» **Exercise brief**:
Exact reproduction is required for all entries.

» **Supplied material**:
[BEGIN]

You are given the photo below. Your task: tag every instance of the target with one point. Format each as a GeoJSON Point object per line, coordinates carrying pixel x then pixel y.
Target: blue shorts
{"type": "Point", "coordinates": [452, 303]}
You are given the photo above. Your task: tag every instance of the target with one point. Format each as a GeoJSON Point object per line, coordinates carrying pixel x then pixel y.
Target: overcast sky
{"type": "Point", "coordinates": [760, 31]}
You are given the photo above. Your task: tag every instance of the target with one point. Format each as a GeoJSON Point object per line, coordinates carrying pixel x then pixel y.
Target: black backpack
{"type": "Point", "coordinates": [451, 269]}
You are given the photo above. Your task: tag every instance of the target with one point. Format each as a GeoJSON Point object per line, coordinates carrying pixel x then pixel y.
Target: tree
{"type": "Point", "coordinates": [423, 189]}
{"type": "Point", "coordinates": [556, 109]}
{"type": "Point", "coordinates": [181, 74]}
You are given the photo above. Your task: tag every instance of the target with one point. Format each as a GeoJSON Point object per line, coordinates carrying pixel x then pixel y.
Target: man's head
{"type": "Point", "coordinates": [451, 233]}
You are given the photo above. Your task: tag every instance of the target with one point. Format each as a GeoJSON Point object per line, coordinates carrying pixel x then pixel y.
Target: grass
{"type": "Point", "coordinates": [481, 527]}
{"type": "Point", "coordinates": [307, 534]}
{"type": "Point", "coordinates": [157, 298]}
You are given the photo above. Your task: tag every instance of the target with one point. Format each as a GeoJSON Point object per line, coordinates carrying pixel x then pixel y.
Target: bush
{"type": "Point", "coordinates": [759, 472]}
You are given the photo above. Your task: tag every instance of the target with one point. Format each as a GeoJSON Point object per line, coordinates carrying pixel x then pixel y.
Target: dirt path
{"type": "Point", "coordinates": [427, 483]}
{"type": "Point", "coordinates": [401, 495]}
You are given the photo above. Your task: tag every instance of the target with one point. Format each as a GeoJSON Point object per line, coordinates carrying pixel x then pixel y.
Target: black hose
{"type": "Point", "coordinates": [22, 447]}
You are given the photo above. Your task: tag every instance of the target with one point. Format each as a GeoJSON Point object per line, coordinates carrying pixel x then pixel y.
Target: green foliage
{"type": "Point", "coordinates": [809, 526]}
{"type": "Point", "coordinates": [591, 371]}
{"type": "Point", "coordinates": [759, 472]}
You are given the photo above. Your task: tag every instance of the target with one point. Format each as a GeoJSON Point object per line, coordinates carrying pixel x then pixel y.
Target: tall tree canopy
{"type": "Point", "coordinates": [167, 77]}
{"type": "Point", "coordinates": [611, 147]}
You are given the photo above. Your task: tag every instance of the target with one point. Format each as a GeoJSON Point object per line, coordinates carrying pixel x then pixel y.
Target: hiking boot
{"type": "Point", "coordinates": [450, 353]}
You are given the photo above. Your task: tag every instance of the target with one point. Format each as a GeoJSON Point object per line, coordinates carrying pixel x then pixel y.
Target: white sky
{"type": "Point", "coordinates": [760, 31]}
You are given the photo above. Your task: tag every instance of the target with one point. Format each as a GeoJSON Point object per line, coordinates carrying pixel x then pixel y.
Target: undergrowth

[END]

» **Output**:
You are given the photo below. Your task: tag every instance of the target with one point. Format each as a GeoJSON Point object per line, coordinates carrying pixel x then pixel y.
Target: blue shorts
{"type": "Point", "coordinates": [452, 303]}
You are given the photo above. Your task: tag every instance of the target with one point. Format each as a GeoJSON Point object per line, coordinates carrying pixel x then pixel y.
Target: overcast sky
{"type": "Point", "coordinates": [760, 31]}
You are given the photo above. Your task: tag every instance of the target with one point. Format each as a GeoJSON Point object per line, coordinates carrying pixel x then pixel y.
Target: black backpack
{"type": "Point", "coordinates": [451, 269]}
You are given the photo above. Your task: tag every instance of the target with one point. Format each as a GeoJSON Point object per line, coordinates carrying pixel x then pixel y.
Target: tree
{"type": "Point", "coordinates": [423, 189]}
{"type": "Point", "coordinates": [556, 109]}
{"type": "Point", "coordinates": [181, 74]}
You are given the photo above. Your task: tag every instance of the target with one point. Format each as a GeoJSON Point object per line, coordinates carrying pixel x then pixel y.
Target: man's head
{"type": "Point", "coordinates": [451, 233]}
You are given the photo above. Your task: tag every instance of the target with one point. Format each as a GeoJSON Point object per line, coordinates carrying pixel x then pixel y.
Target: grass
{"type": "Point", "coordinates": [481, 527]}
{"type": "Point", "coordinates": [307, 534]}
{"type": "Point", "coordinates": [157, 298]}
You are given the photo above. Your task: tag every instance of the target with one point. Format each as a GeoJSON Point object per line, coordinates carrying pixel x then pixel y.
Target: bush
{"type": "Point", "coordinates": [759, 472]}
You are given the photo above. Your task: tag every instance of the target with one point. Format each as a GeoJSON Point object per line, coordinates carrying pixel x then pixel y.
Target: dirt path
{"type": "Point", "coordinates": [427, 483]}
{"type": "Point", "coordinates": [401, 495]}
You are given the photo above. Your task: tag every instance of the target with one point. Format each as a GeoJSON Point object per line, coordinates carrying pixel x then pixel y.
Target: black hose
{"type": "Point", "coordinates": [22, 447]}
You are given the photo above. Your task: tag every instance of the target with one point. Format each as a GeoJSON Point object per line, coordinates carrying pixel x then pixel y.
Target: green foliage
{"type": "Point", "coordinates": [809, 526]}
{"type": "Point", "coordinates": [591, 371]}
{"type": "Point", "coordinates": [759, 472]}
You are given the photo above. Your task: tag every instance of the target with one point. Format each as a GeoJSON Point object per line, coordinates carrying pixel x then pixel y.
Target: tall tree canopy
{"type": "Point", "coordinates": [167, 77]}
{"type": "Point", "coordinates": [611, 147]}
You are given the photo above. Your task: tag every instance of the target with one point. Format each as a GeoJSON Point object per line, coordinates carrying pixel x then pixel y.
Target: hiking boot
{"type": "Point", "coordinates": [450, 353]}
You are given the photo above. Your task: tag every instance of the target with one point. Format each as a GeoJSON Point object per line, coordinates carrying pixel x then pixel y.
Target: white sky
{"type": "Point", "coordinates": [760, 31]}
You are given the photo above. Your task: tag every instance of the target with one point. Format each as a GeoJSON Point object per line, coordinates carrying pixel x then pixel y.
Target: undergrowth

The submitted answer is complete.